Task instructions:
Below are records to be copied exactly; their pictures are to be omitted.

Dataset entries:

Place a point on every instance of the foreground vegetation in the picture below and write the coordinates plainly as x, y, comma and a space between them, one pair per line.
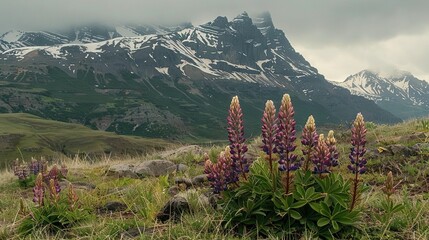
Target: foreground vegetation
379, 215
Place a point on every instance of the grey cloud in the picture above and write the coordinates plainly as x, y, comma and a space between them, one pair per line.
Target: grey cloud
339, 37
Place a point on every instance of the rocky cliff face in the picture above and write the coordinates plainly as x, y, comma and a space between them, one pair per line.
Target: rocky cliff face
176, 82
398, 92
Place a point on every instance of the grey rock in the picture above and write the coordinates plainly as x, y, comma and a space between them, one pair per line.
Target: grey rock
84, 185
182, 180
173, 209
420, 147
154, 168
121, 170
199, 180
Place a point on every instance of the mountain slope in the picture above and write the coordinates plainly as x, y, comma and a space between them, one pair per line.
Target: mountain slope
174, 84
80, 34
399, 93
25, 135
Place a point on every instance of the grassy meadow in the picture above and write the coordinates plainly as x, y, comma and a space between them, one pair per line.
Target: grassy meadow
145, 197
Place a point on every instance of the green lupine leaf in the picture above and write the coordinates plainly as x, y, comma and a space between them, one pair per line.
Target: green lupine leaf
323, 222
295, 215
335, 225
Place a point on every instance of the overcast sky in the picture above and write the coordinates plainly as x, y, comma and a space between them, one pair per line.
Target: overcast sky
338, 37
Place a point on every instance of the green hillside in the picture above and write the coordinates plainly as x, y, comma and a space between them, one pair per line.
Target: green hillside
24, 135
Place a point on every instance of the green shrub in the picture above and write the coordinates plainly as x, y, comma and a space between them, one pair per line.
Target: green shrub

Final answer:
Place a point on every instance of the foreground vegetation in the picture below and write the coordinates plainly as x, y, comma and a space between them, one pair per line.
Target: foreground vegetation
379, 215
Place a point on every instance of the grey cloud in the picture above and write the coordinates plainly as x, y, comma and a space between them, one pair per line.
Target: grey cloud
339, 37
Place a point on every instance of the rocky cliff face in the picture above and write the coordinates plainly as x, y, comma and a space between them, one pair per line.
Target: rocky cliff face
176, 82
398, 92
Place a point on every instance of the grey rock in the picture above and write the coordinates plainly as x, y, comma and a space between them, one pair per line.
Target: grey rock
84, 185
182, 180
173, 209
420, 147
154, 168
121, 170
199, 180
Place a point on every instance of the mountain slope in the picture above and write the coordinates plainly as x, y, comma and a space between them, one pair per line.
Target: mountain slope
174, 84
80, 34
399, 93
25, 135
Place a point on every instance of the grassy meadow in the picture above and write the coordinates plainly as x, y, comma and a space between them, one pair per line.
Target: grassy meadow
145, 197
Place a point on every instance of the green lupine leaf in the picture above and write the coordinates plainly as x, y, comma and a space between them, one pair per line.
Target: green lupine leaf
323, 222
295, 215
335, 225
Place a point on every instance of the overcast sky in the picture above and write the coordinates plainly as x, y, comma and a space between them, one pair per line.
Target: overcast sky
338, 37
Place a point on every instance of the green hillside in the picture above and write the coordinates plainly as x, y, comma and a space between them, one pair per line.
Target: green hillside
24, 135
Place a point on every instance of the green shrub in the picture above and write the coordinates plainly as x, y, comma and a space between them, one pair per line.
Target: green shrub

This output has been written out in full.